## Texte fourni
Ci-dessous un exemple de rédaction complète d’un commentaire d’arrêt en droit administratif sur la décision du Tribunal des Conflits du 21 mars 2005 « Alberti-Scott ».
Mon commentaire d’arrêt n’est qu’un exemple et m’a valu une note de 13/20 en deuxième année de droit. Vous pouvez vous en inspirer à loisir.
N’hésitez pas à faire part sur ce site de vos commentaires et suggestions. J’aurais le plaisir à vous répondre.
Sommaire
Commentaire d’arrêt – TC, 21 mars 2005, Mme Alberti-Scott
Dans les conclusions de l’arrêt Blanco de 1873, le commissaire du gouvernement David écarte la compétence judiciaire et l’application du droit commun, alors même qu’il s’agit « d’une manufacture de tabacs qui a une grande ressemblance avec une industrie privée ». La notion de gestion privée d’un service public a beaucoup évolué depuis 1873. En effet, depuis l’arrêt Société commerciale de l’Ouest africain (TC, 22 janvier 1921), on a admis que certains services publics pouvaient fonctionner sous le régime de la gestion privée. Cet arrêt dégagera la notion de SPIC (Services publics industriels et commerciaux) qui s’opposera aux SPA (Services publics administratifs).
Cette différenciation n’est pourtant pas simple à identifier. La décision Mme Alberti-Scott rendu par le Tribunal des conflits le 21 mars 2005 en est l’exemple. Mme Alberti-Scott souhaite obtenir le remboursement des frais de pose d’un compteur d’eau. Pour cela, elle saisit le tribunal de grande instance de Nice qui se déclara incompétent. Elle saisit ensuite le tribunal administratif de Nice qui renvoya l’affaire devant le tribunal des conflits afin qu’il statue sur la compétence des deux ordres de juridictions (Administratif ou judiciaire). Le tribunal des conflits déclarera que ce litige relève de la compétence des tribunaux judiciaires.
Pour déclarer la compétence du juge judiciaire, il est intéressant de s’interroger sur la méthode utilisée par le juge afin que le service public de distribution de l’eau soit reconnu comme un SPIC.
Tout d’abord juge du tribunal des conflits va s’éloigner de la jurisprudence antérieure qui définit les critères de distinction entre SPA et SPIC (I). Pourtant, cela ne l’a pas empêché de déclarer le service public de distribution de l’eau comme un SPIC (II).
I – L’éloignement du juge vis-à-vis des critères énoncés par la jurisprudence antérieure
Afin de comprendre la méthode utilisée par le juge du tribunal des conflits dans cette décision, il est important de s’intéresser à la jurisprudence antérieure (A) puis d’observer l’application qui en est faite (B).
A – Les critères dégagés dans la jurisprudence antérieure
Le service public représente une activité d’intérêt général, sous le contrôle de l’administration et soumise à un régime juridique particulier. Cette notion a été particulièrement développée par « l’école du service public » fondée par quelques auteurs dont Gaston Jeze et Léon Duguit. Pour eux, il ne peut pas exister différentes catégories de service public. Elles sont toutes régies par le droit administratif et relèvent de la compétence de la juridiction administrative. Cependant, cette pensée sera remise en question à partir du 20ᵉ siècle. En effet, un service public va pouvoir se voir attribuer un régime juridique de droit commun. Depuis l’arrêt Blanco (TC, 8 février 1873), la question s’est posée. Peut-on accorder un régime juridique privé à certains services publics ? L’arrêt Société commerciale de l’Ouest africain (TC, 22 janvier 1921) affirme que certains services publics ont un fonctionnement qui se rapproche de celui d’une entreprise privée, et dégage la notion de SPIC.

## Données fournies
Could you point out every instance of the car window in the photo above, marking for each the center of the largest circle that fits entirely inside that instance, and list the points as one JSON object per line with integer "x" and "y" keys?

## Énoncé
Recopiez sans rien modifier tout le passage du commentaire d'arrêt, depuis « Cette différenciation n’est » jusqu'à « comme un SPIC. » inclus.

## Réponse attendue
Cette différenciation n’est pourtant pas simple à identifier. La décision Mme Alberti-Scott rendu par le Tribunal des conflits le 21 mars 2005 en est l’exemple. Mme Alberti-Scott souhaite obtenir le remboursement des frais de pose d’un compteur d’eau. Pour cela, elle saisit le tribunal de grande instance de Nice qui se déclara incompétent. Elle saisit ensuite le tribunal administratif de Nice qui renvoya l’affaire devant le tribunal des conflits afin qu’il statue sur la compétence des deux ordres de juridictions (Administratif ou judiciaire). Le tribunal des conflits déclarera que ce litige relève de la compétence des tribunaux judiciaires.
Pour déclarer la compétence du juge judiciaire, il est intéressant de s’interroger sur la méthode utilisée par le juge afin que le service public de distribution de l’eau soit reconnu comme un SPIC.